[solved] The Llama3 and GGUF saga. [transfered-discussion]
Transferring FantasiaFoundry/GGUF-Quantization-Script/discussions/29 to this repo.
SolidSnacke
3 days ago
Found this post on Reddit. Looks like we have some other problems.
https://www.reddit.com/r/LocalLLaMA/comments/1cltac3/part3_cause_to_issue_found_possible_bug_llama3/
SolidSnacke
3 days ago
Judging by what I read, there are some problems with the regular expression, it is necessary to replace the regular expression in this line: https://github.com/ggerganov/llama.cpp/issues/7062#issuecomment-2097033871
FantasiaFoundry
Owner
2 days ago
"To live is to suffer..."
Lewdiculous
2 days ago
We can't catch a break. Eventually will redo and re-upload quants but I'll let the dust settle.
Virt-io
2 days ago
I just wish they found a way to fix this and port it to convert.py
Lewdiculous
2 days ago
I know right... Honestly I'm just happy quants will be even better then. At least will try to look at the positive side.
SolidSnacke
2 days ago
Personally, I’ll probably take a short break from all this and see in a couple of days what changes. It would certainly be nice if they finally solved the problems with this, because it’s unpleasant to realize that at some point I began to involuntarily create slightly broken models.
SolidSnacke
about 20 hours ago
@Lewdiculous
The topic was recently closed. One of the users in that thread suggested this solution to the problem of data loss.
https://github.com/ggerganov/llama.cpp/issues/7062#issuecomment-2102007944
Although I certainly could have mixed something up, if so I apologize in advance.
SolidSnacke
about 16 hours ago
@Lewdiculous
I've probably already pissed you off, but I can't stop following the changes. That's what they did.
https://github.com/ggerganov/llama.cpp/releases/tag/b2831
Lewdiculous
about 1 hour ago
Not at all, thanks for keeping my posted on this. Will look into it later and see how it goes.
Things should be good to go as is.
So now only to wait for koboldcpp to update?
I believe the issue was only related to the conversion process, inference should be as expected.
I wouldn’t be surprised if we have to slightly redo the method of transforming the model, as it was suggested in one of the comments on this topic that I sent above.
So, if i understand correctly, all old GGUFs of llama3 should be reconverted now to work as intended?
Most likely, if the format was bf16, because if it is incorrectly converted to f16, data loss will occur.
I’ll say right away that I’m only writing what I read on github, but it looks like I’ll have to first make an f32 model, and then convert it to f16 in order to either avoid data loss or reduce losses. But I'm not entirely sure about this.
@Lewdiculous So uh as a guy who doesn't even know how to quantize his own models anymore (Thanks Obama,) is it easier to work with bf16 or fp16? I can produce both as long as I start out knowing which one to use.
@jeiku
Keeping things as they are now is fine. Others also don't have to and probably won't change their formats just for that, so let's leave just one semi-universal quantization script as it is now, for us hobbyists I think it's alright.
Quanters will just need to be more careful. We have it too easy anyways, amirite? KEKW
At least things are always exciting. Surely...

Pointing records
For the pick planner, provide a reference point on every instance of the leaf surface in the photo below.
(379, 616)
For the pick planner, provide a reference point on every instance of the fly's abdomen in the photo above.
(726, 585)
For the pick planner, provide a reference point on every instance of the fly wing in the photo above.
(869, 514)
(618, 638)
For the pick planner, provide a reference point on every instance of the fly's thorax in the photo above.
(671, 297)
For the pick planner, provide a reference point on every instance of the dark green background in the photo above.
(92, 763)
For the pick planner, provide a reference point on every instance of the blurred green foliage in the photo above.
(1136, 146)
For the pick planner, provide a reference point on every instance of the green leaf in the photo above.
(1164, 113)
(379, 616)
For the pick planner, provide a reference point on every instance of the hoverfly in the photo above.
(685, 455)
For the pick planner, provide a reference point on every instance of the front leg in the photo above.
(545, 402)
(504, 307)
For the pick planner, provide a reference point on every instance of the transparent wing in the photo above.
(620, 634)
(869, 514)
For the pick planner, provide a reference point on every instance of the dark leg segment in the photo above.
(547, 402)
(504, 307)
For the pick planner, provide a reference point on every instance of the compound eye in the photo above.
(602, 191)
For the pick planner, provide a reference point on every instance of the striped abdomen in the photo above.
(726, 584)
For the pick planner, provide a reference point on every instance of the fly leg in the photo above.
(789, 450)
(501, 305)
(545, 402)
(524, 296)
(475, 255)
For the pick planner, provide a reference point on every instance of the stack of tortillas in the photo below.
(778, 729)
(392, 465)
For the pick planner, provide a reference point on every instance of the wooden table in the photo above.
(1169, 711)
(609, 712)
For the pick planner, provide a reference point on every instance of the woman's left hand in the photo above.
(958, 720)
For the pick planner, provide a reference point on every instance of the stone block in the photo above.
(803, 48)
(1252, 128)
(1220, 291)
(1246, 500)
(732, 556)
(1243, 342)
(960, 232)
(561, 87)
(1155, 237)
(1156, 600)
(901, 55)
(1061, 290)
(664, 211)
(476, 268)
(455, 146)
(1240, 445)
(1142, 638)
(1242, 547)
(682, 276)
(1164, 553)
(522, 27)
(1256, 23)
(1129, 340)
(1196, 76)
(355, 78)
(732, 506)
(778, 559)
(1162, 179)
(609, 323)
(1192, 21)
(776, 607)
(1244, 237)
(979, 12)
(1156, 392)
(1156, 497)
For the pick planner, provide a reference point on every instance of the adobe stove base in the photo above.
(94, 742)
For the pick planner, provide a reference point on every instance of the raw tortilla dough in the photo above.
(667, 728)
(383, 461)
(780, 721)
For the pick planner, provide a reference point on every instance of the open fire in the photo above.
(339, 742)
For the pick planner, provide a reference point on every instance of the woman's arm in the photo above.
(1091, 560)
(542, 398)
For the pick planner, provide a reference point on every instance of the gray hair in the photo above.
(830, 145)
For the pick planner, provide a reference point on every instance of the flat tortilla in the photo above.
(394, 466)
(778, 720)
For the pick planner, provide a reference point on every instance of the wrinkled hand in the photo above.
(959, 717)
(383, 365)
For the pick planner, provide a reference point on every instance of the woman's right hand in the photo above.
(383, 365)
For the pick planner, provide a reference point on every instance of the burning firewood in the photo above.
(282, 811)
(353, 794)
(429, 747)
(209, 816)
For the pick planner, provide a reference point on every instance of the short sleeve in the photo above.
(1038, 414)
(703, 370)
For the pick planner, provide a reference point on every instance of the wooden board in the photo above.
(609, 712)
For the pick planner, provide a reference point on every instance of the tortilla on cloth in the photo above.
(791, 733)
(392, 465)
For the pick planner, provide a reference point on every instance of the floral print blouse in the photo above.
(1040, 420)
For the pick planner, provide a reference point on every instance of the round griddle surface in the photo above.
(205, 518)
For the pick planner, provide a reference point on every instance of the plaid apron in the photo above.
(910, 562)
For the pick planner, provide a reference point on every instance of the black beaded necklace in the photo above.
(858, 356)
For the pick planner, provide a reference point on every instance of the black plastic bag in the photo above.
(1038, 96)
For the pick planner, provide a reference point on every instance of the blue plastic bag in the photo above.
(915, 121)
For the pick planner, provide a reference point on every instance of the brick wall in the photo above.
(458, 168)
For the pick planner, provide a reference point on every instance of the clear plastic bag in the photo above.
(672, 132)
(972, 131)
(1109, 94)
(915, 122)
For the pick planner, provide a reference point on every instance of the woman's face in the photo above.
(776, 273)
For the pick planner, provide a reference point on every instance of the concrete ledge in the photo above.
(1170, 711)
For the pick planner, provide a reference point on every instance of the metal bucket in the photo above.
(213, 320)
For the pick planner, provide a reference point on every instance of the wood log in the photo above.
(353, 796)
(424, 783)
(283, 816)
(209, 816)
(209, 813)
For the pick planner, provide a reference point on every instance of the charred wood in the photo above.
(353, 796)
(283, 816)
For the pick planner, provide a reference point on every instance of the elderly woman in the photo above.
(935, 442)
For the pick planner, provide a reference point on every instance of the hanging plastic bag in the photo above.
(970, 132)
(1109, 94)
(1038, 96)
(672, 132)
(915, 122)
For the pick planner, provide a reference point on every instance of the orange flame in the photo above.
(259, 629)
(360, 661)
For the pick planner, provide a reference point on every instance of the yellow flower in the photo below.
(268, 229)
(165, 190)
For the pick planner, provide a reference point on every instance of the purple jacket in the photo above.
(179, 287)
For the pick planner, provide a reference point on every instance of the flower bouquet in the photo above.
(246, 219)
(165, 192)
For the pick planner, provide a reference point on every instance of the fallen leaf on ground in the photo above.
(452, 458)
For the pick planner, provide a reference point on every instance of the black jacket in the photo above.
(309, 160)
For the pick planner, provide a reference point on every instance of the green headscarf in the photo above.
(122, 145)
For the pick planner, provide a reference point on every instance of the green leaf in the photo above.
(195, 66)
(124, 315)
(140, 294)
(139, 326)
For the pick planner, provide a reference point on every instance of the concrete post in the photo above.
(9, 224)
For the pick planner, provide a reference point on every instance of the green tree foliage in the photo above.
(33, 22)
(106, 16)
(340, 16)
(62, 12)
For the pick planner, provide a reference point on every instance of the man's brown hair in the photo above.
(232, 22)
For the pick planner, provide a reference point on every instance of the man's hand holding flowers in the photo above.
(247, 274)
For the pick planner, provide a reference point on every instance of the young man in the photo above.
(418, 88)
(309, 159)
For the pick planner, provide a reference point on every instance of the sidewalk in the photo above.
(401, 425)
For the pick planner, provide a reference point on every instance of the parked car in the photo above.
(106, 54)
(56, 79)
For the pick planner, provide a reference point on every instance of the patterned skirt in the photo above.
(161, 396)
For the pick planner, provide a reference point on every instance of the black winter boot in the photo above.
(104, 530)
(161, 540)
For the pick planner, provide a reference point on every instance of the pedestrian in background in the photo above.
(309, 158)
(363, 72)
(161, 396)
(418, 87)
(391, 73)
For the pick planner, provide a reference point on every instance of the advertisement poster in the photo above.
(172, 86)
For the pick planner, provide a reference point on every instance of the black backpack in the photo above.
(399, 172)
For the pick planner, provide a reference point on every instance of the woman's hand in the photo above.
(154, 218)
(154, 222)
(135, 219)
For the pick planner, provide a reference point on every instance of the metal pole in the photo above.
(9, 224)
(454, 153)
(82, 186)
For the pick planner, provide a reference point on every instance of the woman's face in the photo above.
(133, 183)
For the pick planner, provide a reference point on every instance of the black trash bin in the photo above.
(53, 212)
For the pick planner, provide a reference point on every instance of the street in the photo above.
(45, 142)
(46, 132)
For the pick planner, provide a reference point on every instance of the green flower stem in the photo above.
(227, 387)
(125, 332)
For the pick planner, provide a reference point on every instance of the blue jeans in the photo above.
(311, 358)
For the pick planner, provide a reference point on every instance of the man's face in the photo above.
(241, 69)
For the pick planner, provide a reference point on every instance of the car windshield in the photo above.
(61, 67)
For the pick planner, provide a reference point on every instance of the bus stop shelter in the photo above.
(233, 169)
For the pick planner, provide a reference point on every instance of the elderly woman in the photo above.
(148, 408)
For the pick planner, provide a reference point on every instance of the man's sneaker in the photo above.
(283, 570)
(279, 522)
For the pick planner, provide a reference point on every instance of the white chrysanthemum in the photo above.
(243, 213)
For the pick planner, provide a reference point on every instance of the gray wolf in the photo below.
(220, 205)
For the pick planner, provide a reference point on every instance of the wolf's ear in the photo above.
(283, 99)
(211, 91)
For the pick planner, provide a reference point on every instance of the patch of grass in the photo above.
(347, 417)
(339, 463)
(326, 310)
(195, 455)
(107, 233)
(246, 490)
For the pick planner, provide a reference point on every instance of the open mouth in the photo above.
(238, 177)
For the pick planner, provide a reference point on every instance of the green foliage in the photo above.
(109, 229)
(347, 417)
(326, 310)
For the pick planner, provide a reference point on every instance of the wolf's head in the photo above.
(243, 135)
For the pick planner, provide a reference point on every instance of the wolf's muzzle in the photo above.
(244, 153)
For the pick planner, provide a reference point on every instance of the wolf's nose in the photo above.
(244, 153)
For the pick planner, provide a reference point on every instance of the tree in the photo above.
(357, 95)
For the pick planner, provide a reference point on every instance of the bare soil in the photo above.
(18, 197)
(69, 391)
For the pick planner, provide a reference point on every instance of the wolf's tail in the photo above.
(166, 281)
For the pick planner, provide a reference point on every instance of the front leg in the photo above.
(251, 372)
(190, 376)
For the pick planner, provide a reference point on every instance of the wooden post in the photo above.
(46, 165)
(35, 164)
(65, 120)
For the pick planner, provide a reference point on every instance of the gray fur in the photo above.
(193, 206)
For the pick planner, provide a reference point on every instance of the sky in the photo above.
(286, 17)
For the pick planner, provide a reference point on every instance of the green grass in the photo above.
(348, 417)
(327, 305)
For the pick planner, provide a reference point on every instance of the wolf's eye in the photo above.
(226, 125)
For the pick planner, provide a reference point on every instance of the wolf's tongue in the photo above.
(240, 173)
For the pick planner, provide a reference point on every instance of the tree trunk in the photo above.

REQUIRED WORK:
a) In the Llama3 and GGUF thread, what process does one participant believe the issue was limited to?
b) Write the next posts of the Llama3 and GGUF thread, following on from its final message.

ANSWER SET:
a) The conversion process; inference should work as expected.

b)
As of right now the process generates one FP16-GGUF and one BF16-GGUF from the HF-Model, the F16 is used for the imatrix data generation, and the BF16 is used for the rest of the quantization process itself.
For Imatrix quants we use both anyways and it always needs to be converted, it's not a big deal in the grand scheme of things, and eventually llama.cpp should solve this problem by supporting BF16 for GPU inference.
Other than the additional wear, it's not much more painful to do, not enough to warrant changes to the process, and besides, I'd prefer that you focus on making the best datasets and unhinged models - that format perfectly and never misplace asterisks or quotations (aye, aye, jk!) - you can, and not worrying about this. At least for now. If things change we'll complain later.
With that said, I'd prefer BF16 (for the final finished models) to have the smallest loss possible when going into the imatrix generation. If anyone is seeing this...
@jeiku
Keeping things as they are now is fine. Others also don't have to and probably won't change their formats just for that, so let's leave just one semi-universal quantization script as it is now, for us hobbyists I think it's alright.Quanters will just need to be more careful. We have it too easy anyways, amirite? KEKW
At least things are always exciting. Surely...
As of right now the process generates one FP16-GGUF and one BF16-GGUF from the HF-Model, the F16 is used for the imatrix data generation, and the BF16 is used for the rest of the quantization process itself.
For Imatrix quants we use both anyways and it always needs to be converted, it's not a big deal in the grand scheme of things, and eventually llama.cpp should solve this problem by supporting BF16 for GPU inference.
Other than the additional wear, it's not much more painful to do, not enough to warrant changes to the process, and besides, I'd prefer that you focus on making the best datasets and unhinged models - that format perfectly and never misplace asterisks or quotations (aye, aye, jk!) - you can, and not worrying about this. At least for now. If things change we'll complain later.
With that said, I'd prefer BF16 (for the final finished models) to have the smallest loss possible when going into the imatrix generation. If anyone is seeing this...
Aw damn, I just did this one in FP16: https://huggingface.co/ChaoticNeutrals/Puppy_Purpose_0.69 and was hoping you could do the quant for me. I quanted using the convert.py method just to make sure it could form sentences (And because even though I know it is flawed, I've never had a problem with the outputs,) and this one has passed my testing. I checked briefly for quote/asterisk but it seems to fail that as it puts asterisks inside quotes. With some time I could breed that out, but it wasn't my focus for this model. Next time though!
Oh, it's okay, it will be done too, can just be more lossy for the imatrix generation but not a big deal, like Virt said you can even use a Q8 for Imatrix, I just prefer using the full model for less guilty conscience - self induced.
I'll ping you when it's uploading.
thanks bruv
The name kills me my man. Submit it to chai for the memes, i wanna see how it performs please. @jeiku
This will be marked as closed now since the issue seems to be delt with for good.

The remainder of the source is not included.